:: Material provided

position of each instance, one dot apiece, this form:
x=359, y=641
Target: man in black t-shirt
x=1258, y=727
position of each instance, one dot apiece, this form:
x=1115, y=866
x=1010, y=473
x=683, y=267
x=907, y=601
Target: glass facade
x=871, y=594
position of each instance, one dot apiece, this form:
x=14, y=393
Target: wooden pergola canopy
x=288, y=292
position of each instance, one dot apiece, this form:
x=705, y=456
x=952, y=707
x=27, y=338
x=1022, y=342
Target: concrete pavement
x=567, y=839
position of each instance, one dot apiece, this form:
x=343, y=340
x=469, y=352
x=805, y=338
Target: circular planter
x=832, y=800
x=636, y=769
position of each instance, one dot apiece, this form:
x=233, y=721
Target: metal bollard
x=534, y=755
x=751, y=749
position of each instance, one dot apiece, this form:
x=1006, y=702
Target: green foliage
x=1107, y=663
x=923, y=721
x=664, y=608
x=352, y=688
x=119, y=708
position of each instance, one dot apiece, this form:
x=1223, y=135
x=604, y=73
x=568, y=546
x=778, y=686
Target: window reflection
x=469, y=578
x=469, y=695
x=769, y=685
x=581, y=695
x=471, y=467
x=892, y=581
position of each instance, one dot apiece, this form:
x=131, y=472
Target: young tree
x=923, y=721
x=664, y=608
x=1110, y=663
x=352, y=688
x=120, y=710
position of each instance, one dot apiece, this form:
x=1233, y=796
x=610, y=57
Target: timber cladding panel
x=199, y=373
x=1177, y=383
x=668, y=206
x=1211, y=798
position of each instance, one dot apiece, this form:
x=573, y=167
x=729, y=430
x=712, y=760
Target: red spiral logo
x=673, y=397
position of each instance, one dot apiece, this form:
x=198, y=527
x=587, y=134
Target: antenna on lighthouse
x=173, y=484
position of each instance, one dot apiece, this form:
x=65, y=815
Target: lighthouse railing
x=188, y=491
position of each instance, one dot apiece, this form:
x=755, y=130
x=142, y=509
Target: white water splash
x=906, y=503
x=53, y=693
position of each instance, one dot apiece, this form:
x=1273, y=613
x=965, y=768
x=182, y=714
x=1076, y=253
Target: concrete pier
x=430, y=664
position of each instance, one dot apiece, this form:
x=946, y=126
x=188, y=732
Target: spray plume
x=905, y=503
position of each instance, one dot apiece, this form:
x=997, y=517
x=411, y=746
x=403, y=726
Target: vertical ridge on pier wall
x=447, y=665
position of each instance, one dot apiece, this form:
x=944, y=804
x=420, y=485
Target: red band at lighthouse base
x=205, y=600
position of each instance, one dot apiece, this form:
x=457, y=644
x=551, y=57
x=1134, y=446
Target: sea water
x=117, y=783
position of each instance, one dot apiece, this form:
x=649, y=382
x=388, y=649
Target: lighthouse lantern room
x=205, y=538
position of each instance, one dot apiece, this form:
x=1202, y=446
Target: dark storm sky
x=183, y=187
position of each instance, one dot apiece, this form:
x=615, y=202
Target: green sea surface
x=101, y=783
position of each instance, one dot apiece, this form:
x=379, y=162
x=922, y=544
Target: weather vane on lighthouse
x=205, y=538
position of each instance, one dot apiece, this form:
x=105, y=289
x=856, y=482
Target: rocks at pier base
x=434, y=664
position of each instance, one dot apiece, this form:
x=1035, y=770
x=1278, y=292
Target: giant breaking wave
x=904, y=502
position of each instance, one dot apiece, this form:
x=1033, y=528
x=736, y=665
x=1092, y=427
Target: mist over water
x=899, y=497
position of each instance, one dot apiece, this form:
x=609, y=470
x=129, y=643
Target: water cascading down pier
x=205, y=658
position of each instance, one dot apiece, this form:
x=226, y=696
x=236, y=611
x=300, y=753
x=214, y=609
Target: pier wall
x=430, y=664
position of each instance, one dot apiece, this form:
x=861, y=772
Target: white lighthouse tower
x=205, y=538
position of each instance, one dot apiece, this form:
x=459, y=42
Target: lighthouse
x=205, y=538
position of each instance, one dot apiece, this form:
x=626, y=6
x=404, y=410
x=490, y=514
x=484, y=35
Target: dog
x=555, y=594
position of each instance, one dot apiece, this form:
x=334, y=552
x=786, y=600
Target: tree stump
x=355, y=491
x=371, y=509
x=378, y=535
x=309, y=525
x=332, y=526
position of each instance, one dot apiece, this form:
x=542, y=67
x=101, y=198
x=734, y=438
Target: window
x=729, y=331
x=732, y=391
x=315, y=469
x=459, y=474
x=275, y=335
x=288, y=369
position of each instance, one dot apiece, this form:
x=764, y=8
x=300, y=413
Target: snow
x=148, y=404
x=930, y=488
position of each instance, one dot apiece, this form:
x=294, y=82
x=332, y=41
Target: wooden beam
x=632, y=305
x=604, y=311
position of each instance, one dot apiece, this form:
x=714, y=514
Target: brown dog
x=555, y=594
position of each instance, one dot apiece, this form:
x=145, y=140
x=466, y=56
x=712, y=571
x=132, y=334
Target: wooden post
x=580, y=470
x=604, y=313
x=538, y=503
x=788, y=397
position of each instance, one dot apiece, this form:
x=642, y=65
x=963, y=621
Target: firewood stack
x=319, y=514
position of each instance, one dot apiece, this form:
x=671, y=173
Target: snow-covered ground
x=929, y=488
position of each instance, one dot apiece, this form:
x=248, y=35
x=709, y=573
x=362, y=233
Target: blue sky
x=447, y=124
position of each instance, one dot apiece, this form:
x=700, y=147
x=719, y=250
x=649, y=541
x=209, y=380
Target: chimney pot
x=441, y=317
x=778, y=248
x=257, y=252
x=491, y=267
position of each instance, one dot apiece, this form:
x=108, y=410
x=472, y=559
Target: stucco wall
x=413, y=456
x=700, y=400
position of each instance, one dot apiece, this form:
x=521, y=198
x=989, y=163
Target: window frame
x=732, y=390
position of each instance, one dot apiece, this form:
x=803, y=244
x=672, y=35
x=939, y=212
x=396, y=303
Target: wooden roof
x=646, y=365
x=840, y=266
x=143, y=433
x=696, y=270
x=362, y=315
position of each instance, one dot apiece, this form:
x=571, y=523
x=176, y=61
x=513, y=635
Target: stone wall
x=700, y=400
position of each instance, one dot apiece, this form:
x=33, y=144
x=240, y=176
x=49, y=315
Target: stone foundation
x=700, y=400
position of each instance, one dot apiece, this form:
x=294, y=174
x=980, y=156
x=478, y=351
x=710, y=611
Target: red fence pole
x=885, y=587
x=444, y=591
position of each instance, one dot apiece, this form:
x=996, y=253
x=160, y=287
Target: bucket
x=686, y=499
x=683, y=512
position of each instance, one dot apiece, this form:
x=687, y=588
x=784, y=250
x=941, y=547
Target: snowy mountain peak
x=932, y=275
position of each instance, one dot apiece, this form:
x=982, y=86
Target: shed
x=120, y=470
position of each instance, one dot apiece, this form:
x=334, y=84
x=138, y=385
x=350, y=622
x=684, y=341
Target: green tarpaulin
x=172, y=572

::::

Format every line from the start of the records through the line containing "x=751, y=749" as a JSON list of strings, one string per line, leaving out blank lines.

[
  "position of each instance, one dot apiece, this form:",
  "x=359, y=641",
  "Target: man in black t-shirt",
  "x=1258, y=727",
  "position of each instance, one dot apiece, this form:",
  "x=1115, y=866",
  "x=1010, y=473",
  "x=683, y=267",
  "x=907, y=601",
  "Target: glass facade",
  "x=871, y=594",
  "position of each instance, one dot apiece, this form:",
  "x=14, y=393",
  "Target: wooden pergola canopy",
  "x=288, y=292",
  "position of each instance, one dot apiece, this form:",
  "x=705, y=456",
  "x=952, y=707",
  "x=27, y=338",
  "x=1022, y=342",
  "Target: concrete pavement",
  "x=567, y=839",
  "position of each instance, one dot apiece, this form:",
  "x=343, y=340",
  "x=469, y=352",
  "x=805, y=338",
  "Target: circular planter",
  "x=832, y=800",
  "x=636, y=769",
  "position of each instance, one dot apiece, this form:",
  "x=233, y=721",
  "Target: metal bollard",
  "x=534, y=755",
  "x=751, y=749"
]